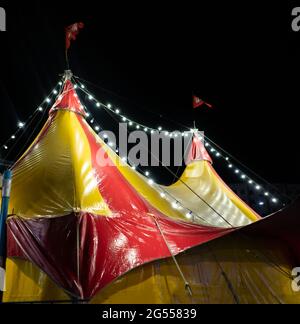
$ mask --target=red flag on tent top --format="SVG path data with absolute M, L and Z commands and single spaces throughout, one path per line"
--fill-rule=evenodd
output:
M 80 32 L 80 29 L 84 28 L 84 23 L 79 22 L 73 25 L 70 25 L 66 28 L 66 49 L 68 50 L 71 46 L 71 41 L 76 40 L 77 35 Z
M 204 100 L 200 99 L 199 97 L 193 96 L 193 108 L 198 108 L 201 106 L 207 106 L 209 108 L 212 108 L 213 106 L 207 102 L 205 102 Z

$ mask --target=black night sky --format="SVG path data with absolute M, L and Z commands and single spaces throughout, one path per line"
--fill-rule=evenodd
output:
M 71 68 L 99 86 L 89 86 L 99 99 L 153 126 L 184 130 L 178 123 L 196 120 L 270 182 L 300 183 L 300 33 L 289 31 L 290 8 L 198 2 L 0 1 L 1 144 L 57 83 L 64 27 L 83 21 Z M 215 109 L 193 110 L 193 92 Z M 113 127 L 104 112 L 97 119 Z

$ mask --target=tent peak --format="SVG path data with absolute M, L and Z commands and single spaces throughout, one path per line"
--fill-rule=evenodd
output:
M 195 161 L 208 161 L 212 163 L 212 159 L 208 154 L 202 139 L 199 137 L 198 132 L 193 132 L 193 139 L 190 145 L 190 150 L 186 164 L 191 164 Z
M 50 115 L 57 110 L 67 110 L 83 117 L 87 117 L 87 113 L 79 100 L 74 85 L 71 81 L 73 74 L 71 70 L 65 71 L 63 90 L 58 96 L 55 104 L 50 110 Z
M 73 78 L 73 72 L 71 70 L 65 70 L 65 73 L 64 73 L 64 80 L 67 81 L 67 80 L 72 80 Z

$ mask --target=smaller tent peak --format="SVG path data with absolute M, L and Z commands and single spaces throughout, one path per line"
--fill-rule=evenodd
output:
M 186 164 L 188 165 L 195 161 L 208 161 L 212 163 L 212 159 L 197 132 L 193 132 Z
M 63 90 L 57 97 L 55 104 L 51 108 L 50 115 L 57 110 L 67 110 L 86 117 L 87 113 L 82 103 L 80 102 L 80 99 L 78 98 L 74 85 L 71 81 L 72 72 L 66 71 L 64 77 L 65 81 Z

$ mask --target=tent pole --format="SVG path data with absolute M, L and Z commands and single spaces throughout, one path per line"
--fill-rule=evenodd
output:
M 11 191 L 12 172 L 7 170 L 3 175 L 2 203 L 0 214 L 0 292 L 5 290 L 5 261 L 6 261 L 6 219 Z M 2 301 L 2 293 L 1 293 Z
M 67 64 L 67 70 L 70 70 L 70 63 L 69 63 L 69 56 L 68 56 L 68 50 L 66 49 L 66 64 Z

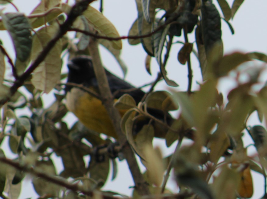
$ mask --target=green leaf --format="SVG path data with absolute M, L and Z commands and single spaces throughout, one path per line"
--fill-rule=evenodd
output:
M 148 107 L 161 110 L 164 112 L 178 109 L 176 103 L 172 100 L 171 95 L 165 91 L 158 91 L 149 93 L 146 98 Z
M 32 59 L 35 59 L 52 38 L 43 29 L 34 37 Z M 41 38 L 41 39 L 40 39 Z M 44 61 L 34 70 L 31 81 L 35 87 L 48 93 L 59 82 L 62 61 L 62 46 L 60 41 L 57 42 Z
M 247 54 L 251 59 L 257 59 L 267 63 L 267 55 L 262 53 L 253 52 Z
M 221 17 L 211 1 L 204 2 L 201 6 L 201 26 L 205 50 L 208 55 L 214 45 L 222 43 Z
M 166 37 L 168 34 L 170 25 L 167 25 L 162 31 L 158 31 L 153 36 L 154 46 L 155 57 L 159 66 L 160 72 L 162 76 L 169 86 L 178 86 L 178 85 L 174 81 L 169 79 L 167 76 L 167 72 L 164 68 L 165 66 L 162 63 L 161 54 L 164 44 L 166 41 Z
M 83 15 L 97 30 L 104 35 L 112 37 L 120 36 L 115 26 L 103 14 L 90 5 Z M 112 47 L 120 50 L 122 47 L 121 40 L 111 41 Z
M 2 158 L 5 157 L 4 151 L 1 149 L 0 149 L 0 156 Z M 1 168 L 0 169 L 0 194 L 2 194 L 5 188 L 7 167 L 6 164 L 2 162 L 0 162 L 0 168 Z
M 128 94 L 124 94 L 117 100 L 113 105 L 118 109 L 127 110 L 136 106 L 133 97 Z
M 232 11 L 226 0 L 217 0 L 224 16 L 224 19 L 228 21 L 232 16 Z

* * * * * * * * *

### To be done
Can you copy every line of the data above word for word, omitting the pictures?

### Final result
$ mask --target=red flag on tent top --format="SVG path data with absolute M, L and Z commands and single spaces throughout, one path per line"
--fill-rule=evenodd
output:
M 80 32 L 80 29 L 84 28 L 84 23 L 79 22 L 73 25 L 70 25 L 66 28 L 66 49 L 68 50 L 71 46 L 71 41 L 76 40 L 77 35 Z
M 204 100 L 200 99 L 199 97 L 193 96 L 193 108 L 198 108 L 201 106 L 207 106 L 209 108 L 212 108 L 213 106 L 207 102 L 205 102 Z

$ mask --target=black night sky --format="SVG path data with absolute M, L and Z commands and single spaces throughout, one path per line"
--fill-rule=evenodd
output:
M 71 68 L 99 86 L 89 86 L 99 99 L 153 126 L 184 130 L 178 123 L 196 120 L 270 182 L 300 183 L 300 33 L 289 31 L 290 8 L 198 2 L 0 1 L 1 144 L 57 83 L 64 27 L 83 21 Z M 215 109 L 193 110 L 193 92 Z M 113 127 L 104 112 L 97 119 Z

$ mask --target=tent peak --format="SVG path data with absolute M, L and Z commands and single spaces throughout, one path per line"
--fill-rule=evenodd
output:
M 195 161 L 208 161 L 212 163 L 212 159 L 208 154 L 202 139 L 199 137 L 198 132 L 193 132 L 193 139 L 190 145 L 190 150 L 186 164 L 191 164 Z
M 50 115 L 57 110 L 67 110 L 83 117 L 87 117 L 87 113 L 79 100 L 74 85 L 71 81 L 73 74 L 71 70 L 65 71 L 63 90 L 58 96 L 55 104 L 50 110 Z
M 73 78 L 73 72 L 71 70 L 65 70 L 65 73 L 64 73 L 64 80 L 67 81 L 67 80 L 72 80 Z

$ mask --target=smaller tent peak --format="SVG path data with absolute M, L and Z commands and single spaces throughout, one path per line"
--fill-rule=evenodd
output:
M 186 164 L 188 165 L 195 161 L 208 161 L 212 163 L 212 159 L 197 132 L 193 132 Z
M 63 90 L 57 97 L 55 104 L 51 108 L 50 115 L 57 110 L 67 110 L 86 117 L 87 113 L 82 103 L 80 102 L 80 99 L 78 98 L 74 85 L 71 81 L 72 72 L 66 71 L 64 77 L 65 81 Z

$ mask --target=tent pole --format="SVG path data with absolute M, L and Z commands and single spaces throughout, one path per line"
--fill-rule=evenodd
output:
M 11 191 L 12 172 L 7 170 L 3 175 L 2 203 L 0 214 L 0 292 L 5 290 L 5 261 L 6 261 L 6 219 Z M 2 301 L 2 293 L 1 293 Z
M 67 64 L 67 70 L 70 70 L 70 63 L 69 63 L 69 56 L 68 56 L 68 50 L 66 49 L 66 64 Z

$ mask --target=green leaf --format="SVG path data with absolute M, L and Z commands and single spaces throughout, one path per line"
--fill-rule=evenodd
output:
M 148 107 L 161 110 L 164 112 L 178 109 L 176 103 L 172 100 L 171 95 L 165 91 L 158 91 L 149 93 L 146 98 Z
M 32 59 L 35 59 L 52 38 L 43 29 L 34 37 Z M 41 38 L 41 39 L 40 39 Z M 44 61 L 34 70 L 31 81 L 35 87 L 48 93 L 59 82 L 62 61 L 62 46 L 60 41 L 57 42 Z
M 247 54 L 251 59 L 257 59 L 267 63 L 267 55 L 262 53 L 253 52 Z
M 221 17 L 211 1 L 204 2 L 201 6 L 201 26 L 205 50 L 208 55 L 214 45 L 222 43 Z
M 166 37 L 168 34 L 170 25 L 167 25 L 162 31 L 158 31 L 153 36 L 154 46 L 155 57 L 159 66 L 160 72 L 162 76 L 169 86 L 178 86 L 178 85 L 174 81 L 169 79 L 167 76 L 167 72 L 164 68 L 165 66 L 162 63 L 161 54 L 164 44 L 166 41 Z
M 83 15 L 97 30 L 104 35 L 112 37 L 120 36 L 115 26 L 103 14 L 90 5 Z M 112 47 L 120 50 L 122 47 L 121 40 L 111 41 Z
M 2 158 L 5 157 L 4 151 L 1 149 L 0 149 L 0 156 Z M 1 168 L 0 169 L 0 194 L 2 194 L 5 188 L 7 167 L 6 164 L 2 162 L 0 162 L 0 168 Z
M 128 94 L 124 94 L 117 100 L 113 105 L 118 109 L 127 110 L 136 106 L 133 97 Z
M 232 11 L 226 0 L 217 0 L 224 16 L 224 19 L 228 21 L 232 16 Z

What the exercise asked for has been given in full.